— start of PROVIDED DATA —

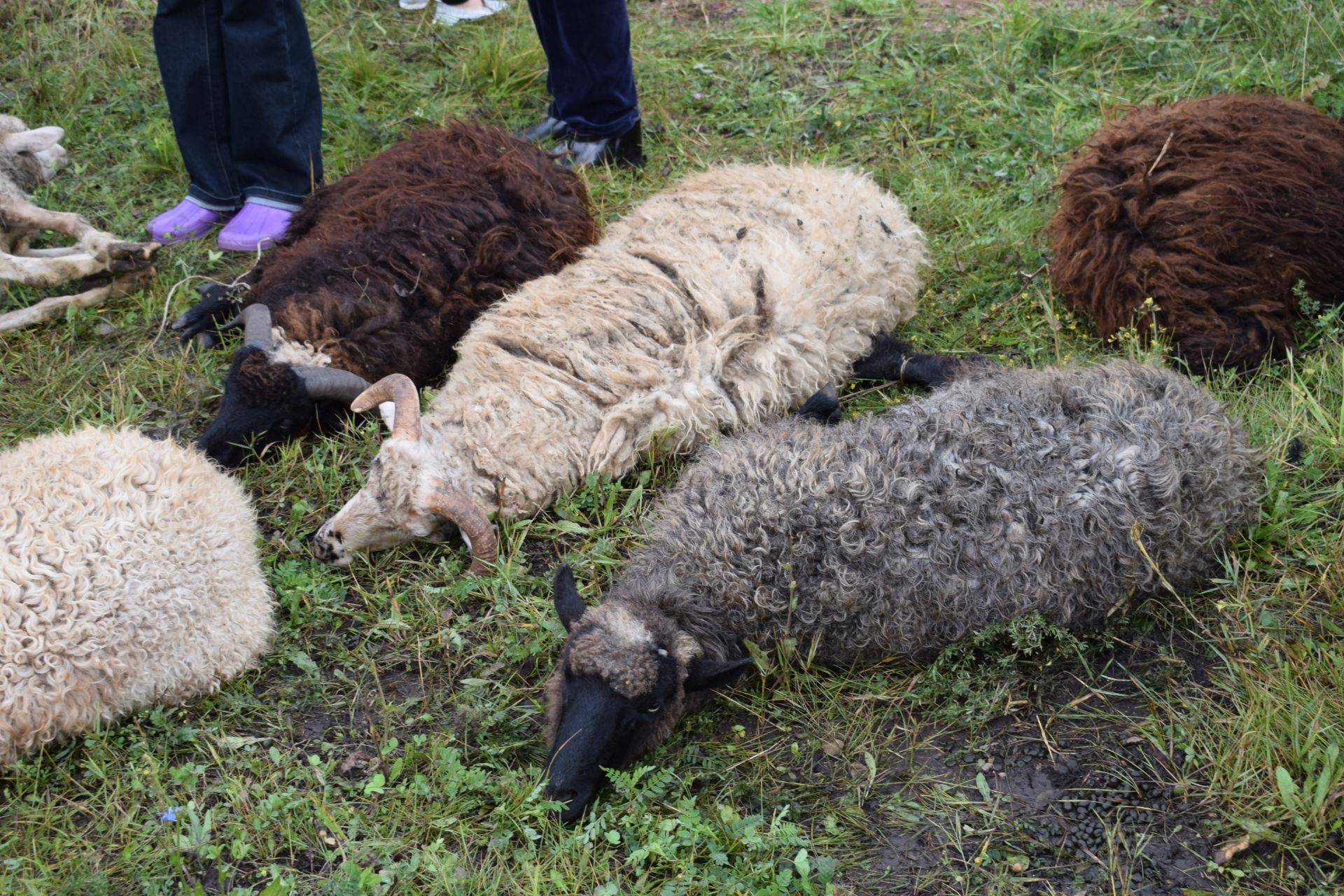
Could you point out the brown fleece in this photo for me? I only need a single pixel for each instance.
(1212, 207)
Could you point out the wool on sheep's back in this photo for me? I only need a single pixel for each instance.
(722, 301)
(130, 574)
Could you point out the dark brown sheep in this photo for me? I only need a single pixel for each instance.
(1212, 207)
(382, 272)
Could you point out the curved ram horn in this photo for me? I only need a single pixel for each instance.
(400, 390)
(470, 519)
(255, 323)
(331, 384)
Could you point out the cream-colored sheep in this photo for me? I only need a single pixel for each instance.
(128, 575)
(30, 158)
(730, 298)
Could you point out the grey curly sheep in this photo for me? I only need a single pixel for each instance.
(1007, 492)
(128, 575)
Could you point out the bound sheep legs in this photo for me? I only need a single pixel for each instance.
(52, 307)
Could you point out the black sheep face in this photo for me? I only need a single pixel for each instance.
(264, 403)
(626, 678)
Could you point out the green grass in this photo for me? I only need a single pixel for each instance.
(391, 741)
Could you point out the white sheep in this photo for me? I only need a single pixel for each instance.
(29, 159)
(128, 575)
(730, 298)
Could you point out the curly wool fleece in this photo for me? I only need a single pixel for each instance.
(995, 496)
(128, 575)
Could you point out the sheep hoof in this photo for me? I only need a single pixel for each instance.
(130, 257)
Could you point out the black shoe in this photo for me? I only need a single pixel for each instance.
(545, 130)
(585, 149)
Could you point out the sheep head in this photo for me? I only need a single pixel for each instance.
(403, 496)
(30, 158)
(625, 679)
(268, 400)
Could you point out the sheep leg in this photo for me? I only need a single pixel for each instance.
(891, 359)
(118, 255)
(49, 253)
(823, 407)
(55, 305)
(218, 305)
(49, 272)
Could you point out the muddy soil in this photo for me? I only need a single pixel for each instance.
(1086, 811)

— end of PROVIDED DATA —

_TO BE DONE_
Copy every line from the one containing "Could you point out the green" through the end of the records, requests included, multiplying each coordinate in the answers by 1.9 and rounding to the nearest whole number, with halves rounded up.

_THE RESULT_
Could you point out the green grass in this photo for me? I only need a single pixel for each instance.
(743, 1408)
Could you point out the white sheep in this photo for me? I only need a single pixel for each instance.
(55, 302)
(243, 1093)
(1387, 566)
Could you point out the curly wool fleece in this photo for me? I only need a single pixel for each instance.
(1891, 942)
(243, 1093)
Could you point out the sheep hoof in this photo for me? I only need a single pixel for each instance.
(247, 488)
Could you point out the black shoe in this photo for me? I only need a single pixel for each instance.
(1036, 247)
(1112, 283)
Could you point out the sheep head in this photo for me? I only need a single pixel for each instance.
(766, 942)
(57, 300)
(1188, 1290)
(509, 760)
Could you point out the sheep leg in this photo for me? I only need a single pixel for each instance.
(1693, 682)
(224, 485)
(93, 481)
(1564, 773)
(105, 580)
(414, 580)
(93, 517)
Could you point out the muddy soil in this photo for me? I only need a single pixel for each instance.
(2063, 1541)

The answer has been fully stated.